Boasting the same name as his Hall-of-Fame father, Irvin II plays the same position as the Cowboys' legend. As a high school senior, he moved from Texas to play high school football at his dad's school and is now committed to Miami, the same college at which his father first became a household name.
Escaping a legacy is the last thing on Irvin's mind. Metaphorical shadows concern him not.
"I'm not running away from it," Irvin said. "What's the point of running away from it? I'm doing what I want to do. I'm going to Miami because I want to play at Miami and I want to go. It's not about where my father played. It's about me."
Irvin's life in Texas was different than the Florida-based one he's lived for the last 10 months or so. The Lone Star mansion he lived in with his father? Gone. The competition level on Friday nights? More intense. Fancy cars? Absent from his life. Talk to Irvin Sr., and he'll tell you all of this is by careful design.

Extracted data –
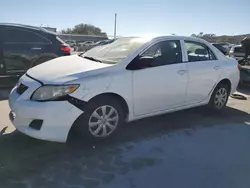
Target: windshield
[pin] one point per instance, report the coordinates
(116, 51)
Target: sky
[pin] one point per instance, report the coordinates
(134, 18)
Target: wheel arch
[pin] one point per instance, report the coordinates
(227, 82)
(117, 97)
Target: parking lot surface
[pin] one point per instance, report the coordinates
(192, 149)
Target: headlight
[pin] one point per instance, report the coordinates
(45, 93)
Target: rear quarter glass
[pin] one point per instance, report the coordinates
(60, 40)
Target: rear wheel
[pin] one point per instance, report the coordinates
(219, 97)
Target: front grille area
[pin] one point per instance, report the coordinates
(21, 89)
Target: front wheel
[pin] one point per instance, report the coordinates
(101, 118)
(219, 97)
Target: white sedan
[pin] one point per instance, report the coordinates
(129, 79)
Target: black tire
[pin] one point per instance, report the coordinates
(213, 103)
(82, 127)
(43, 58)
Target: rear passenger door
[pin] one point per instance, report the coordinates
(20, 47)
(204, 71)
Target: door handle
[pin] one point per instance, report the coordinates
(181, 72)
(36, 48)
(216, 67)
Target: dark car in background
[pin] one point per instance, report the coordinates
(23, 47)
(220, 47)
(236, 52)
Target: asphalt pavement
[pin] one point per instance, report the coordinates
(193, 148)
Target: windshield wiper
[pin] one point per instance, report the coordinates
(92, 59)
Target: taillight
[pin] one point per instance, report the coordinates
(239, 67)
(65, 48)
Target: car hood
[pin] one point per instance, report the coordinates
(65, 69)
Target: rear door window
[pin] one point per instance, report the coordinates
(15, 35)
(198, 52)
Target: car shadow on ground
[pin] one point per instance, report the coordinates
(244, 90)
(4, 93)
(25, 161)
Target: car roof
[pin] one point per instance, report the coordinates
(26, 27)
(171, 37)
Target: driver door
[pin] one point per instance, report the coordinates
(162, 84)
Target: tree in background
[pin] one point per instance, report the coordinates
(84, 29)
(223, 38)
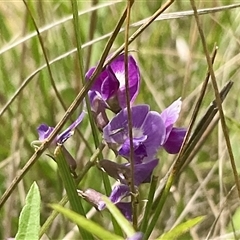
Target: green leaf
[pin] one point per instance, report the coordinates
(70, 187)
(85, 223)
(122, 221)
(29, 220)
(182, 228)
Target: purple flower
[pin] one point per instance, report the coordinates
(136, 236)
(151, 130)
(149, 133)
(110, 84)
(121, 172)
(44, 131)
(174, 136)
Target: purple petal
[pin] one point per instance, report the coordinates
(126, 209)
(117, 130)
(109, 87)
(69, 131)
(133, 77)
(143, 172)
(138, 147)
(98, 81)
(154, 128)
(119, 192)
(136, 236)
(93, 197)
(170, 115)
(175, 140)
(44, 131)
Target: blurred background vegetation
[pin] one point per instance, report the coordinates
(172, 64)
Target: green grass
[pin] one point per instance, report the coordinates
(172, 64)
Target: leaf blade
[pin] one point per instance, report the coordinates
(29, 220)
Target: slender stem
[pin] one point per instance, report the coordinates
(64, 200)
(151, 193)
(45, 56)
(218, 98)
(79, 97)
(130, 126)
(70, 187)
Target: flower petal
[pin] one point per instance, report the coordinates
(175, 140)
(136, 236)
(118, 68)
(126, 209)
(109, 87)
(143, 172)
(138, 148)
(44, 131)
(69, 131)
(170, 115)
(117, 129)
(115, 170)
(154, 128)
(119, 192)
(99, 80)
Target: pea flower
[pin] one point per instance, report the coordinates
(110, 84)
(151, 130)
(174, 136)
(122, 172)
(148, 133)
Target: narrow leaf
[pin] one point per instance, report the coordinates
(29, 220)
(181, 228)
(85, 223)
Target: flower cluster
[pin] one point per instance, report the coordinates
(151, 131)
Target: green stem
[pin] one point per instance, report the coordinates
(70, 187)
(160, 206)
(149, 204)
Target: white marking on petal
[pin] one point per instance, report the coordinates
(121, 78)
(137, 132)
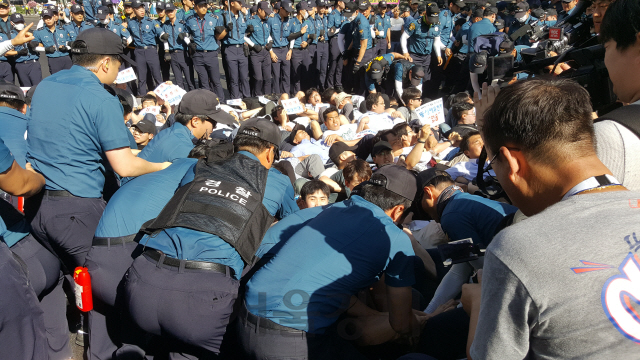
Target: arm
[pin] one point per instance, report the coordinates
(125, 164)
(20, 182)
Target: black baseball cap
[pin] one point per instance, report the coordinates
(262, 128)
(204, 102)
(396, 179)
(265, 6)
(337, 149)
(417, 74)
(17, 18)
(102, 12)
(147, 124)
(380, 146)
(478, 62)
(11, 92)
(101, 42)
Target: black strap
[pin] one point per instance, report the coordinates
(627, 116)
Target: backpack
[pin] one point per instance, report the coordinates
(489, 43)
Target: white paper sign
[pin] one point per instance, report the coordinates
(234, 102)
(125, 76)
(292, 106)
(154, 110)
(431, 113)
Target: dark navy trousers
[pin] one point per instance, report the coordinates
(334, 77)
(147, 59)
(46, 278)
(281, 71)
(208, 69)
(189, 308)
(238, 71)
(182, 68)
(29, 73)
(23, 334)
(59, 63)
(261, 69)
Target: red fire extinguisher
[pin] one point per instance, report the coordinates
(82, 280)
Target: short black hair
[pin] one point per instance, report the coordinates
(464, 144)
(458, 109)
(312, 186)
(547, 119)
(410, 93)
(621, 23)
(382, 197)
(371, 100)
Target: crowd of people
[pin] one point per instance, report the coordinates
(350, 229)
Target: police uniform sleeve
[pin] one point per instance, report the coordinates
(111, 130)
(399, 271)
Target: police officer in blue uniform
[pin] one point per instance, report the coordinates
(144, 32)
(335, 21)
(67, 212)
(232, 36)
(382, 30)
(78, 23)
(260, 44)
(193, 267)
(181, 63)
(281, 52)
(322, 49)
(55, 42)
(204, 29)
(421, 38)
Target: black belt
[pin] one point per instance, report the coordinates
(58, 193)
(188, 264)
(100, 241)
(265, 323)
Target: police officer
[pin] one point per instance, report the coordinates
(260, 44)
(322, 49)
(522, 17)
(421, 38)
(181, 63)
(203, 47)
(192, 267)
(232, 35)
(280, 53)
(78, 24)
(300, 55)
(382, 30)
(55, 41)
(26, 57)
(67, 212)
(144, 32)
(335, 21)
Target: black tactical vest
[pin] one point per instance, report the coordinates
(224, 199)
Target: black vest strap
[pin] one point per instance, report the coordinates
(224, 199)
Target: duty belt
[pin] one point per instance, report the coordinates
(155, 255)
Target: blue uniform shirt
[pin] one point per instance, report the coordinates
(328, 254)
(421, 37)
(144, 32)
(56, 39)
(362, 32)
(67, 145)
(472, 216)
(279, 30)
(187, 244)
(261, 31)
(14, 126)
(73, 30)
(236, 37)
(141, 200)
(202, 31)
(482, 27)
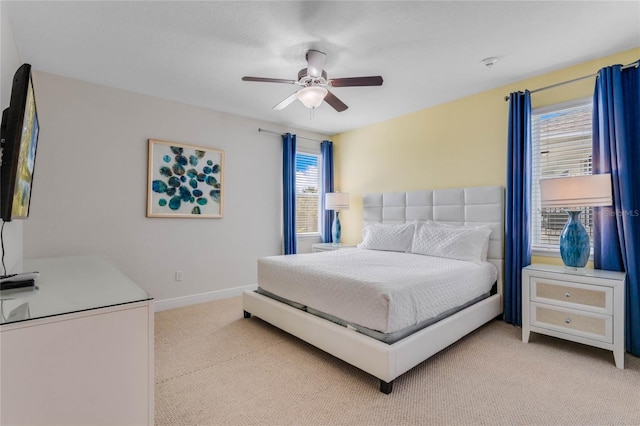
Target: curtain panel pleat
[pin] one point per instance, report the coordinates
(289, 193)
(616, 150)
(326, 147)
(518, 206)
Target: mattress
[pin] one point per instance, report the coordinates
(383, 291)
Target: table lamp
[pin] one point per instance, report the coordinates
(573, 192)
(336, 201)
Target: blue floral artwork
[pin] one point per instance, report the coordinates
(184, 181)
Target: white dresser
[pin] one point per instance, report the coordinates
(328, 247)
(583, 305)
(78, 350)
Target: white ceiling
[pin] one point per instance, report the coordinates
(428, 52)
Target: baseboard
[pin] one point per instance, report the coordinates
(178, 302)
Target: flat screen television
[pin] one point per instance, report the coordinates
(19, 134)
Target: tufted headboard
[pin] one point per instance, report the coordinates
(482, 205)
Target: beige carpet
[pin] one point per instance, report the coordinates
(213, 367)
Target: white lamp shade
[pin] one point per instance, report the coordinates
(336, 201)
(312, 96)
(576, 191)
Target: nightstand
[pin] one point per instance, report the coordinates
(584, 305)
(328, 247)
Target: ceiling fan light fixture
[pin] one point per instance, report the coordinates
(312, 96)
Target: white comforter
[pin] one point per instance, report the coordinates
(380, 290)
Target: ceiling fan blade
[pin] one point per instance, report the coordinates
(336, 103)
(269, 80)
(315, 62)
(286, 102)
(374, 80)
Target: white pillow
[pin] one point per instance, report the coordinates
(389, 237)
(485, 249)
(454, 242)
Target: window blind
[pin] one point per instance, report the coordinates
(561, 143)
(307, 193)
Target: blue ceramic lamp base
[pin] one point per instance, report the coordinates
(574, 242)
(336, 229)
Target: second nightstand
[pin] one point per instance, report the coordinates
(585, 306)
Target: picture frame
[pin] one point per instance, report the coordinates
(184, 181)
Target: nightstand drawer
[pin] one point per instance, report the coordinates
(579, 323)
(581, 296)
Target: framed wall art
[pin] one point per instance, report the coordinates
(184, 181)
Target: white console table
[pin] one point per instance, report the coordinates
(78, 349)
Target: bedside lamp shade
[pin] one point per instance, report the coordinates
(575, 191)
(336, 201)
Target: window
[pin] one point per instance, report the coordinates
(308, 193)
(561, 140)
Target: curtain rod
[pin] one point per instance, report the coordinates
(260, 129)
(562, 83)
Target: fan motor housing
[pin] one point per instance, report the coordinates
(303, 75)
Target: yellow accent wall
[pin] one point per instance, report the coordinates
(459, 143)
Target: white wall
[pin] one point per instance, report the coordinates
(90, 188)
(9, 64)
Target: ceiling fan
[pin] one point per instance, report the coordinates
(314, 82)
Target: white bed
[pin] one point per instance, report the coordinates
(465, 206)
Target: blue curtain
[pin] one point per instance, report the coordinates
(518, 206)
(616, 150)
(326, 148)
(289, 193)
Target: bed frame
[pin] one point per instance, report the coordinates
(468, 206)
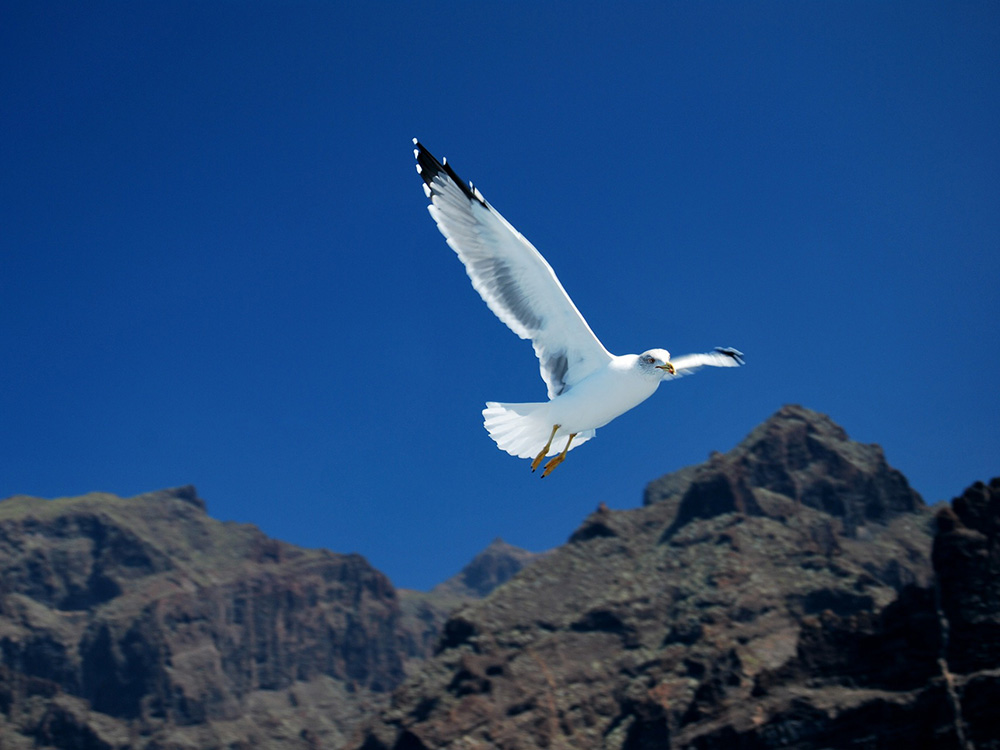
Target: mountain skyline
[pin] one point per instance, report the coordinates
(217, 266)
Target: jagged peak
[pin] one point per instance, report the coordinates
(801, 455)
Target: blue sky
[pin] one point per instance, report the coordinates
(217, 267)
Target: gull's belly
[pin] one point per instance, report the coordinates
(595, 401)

Instructions for the task – Continue the article about Michael Irvin II and his Hall-of-Fame father from its last sentence. The material that accompanies this piece has no connection to the text about Michael Irvin II.

Response below –
"I told Michael, when he was living with me in Texas, that he needs to match the hunger of these other guys," Irvin Sr., said. "I told him, 'All these guys you play against are hungry to live in that giant house you get to live in every day. They're hungry to have the things that you already have. You can't match the hunger living here' That's why I sent him down here to Florida to live with my nephew. I told him, 'Go live like they live. Go be with them. Go see it. Go be around them.'"
Carrying a checkered Louis Vuitton messenger bag that retails for $1,600, Irvin Sr. hasn't lost his sense of swag. That much is clear as he stands on the sideline of Ft. Lauderdale St. Thomas Aquinas High School taking in his son's final regular season game. The unabashed confidence that helped define him is alive and well. These days, he's attempting to force his son to earn the same aura.
Irvin II has always had some semblance of the drive his father has worked hard to instill. Goals? They've always been high. At an early age, the developing wide receiver started in with the trademark Irvin trash talk. The records his father worked so hard to set? He pledged to break them as an elementary-schooler.
This, it turns out, is standard dinner table debate when the setting features multiple Michael Irvins
"I told him, 'Son, you can't break my records," Irvin Sr. said. "We have the same name. Even if you break them, they are still gonna say 'Michael Irvin'. You can change the numbers, but my name's still gonna be there no matter what.'"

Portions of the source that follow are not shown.